SELECTION:

5. The storage controller according to claim 2 , wherein the target CPU core assigns an area from one or more chunks belonging to the set of control rights for the access-target first-type volume to the access-target first-type volume, and if the one or more chunks do not have an area of a capacity required to store data, adds at least one free chunk to the set of control rights and then assigns the area to the first-type volume from the added chunk.

6. A storage controller comprising a plurality of Central Processing Unit (CPU) cores, wherein the plurality of CPU cores each have control rights for logical storage areas of one or more types among logical storage areas of a plurality of types, and each of the CPU cores, in a case of a write access to a logical storage area corresponding to the control rights of the CPU cores, assigns an area required to store data according to the write access from a common physical storage area to an access-target logical storage area, wherein the logical storage areas of the plurality of types are a plurality of volumes belonging to a plurality of control rights sets, one or more control rights sets are assigned to each of the CPU cores, the common physical storage area is configured by a plurality of chunks, one or more chunks assigned from the plurality of chunks belong, in addition to the volumes, to each control rights set, and each of the CPU cores, to which a control rights set of a target volume to which data is to be written is assigned, assigns an area to the target volume from the one or more chunks belonging to the control rights set.

COLLECTED MATERIAL:
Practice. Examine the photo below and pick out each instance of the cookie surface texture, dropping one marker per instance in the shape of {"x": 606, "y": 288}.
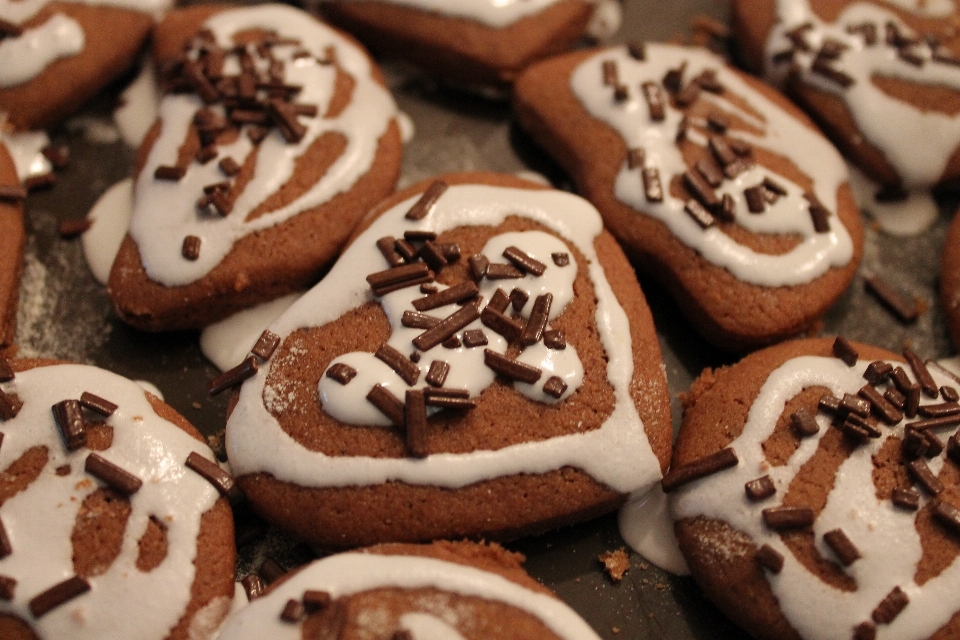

TASK OBJECTIVE: In the storage controller claims above, what is the common physical storage area configured by, according to claim 6?

RIGHT ANSWER: It is configured by a plurality of chunks.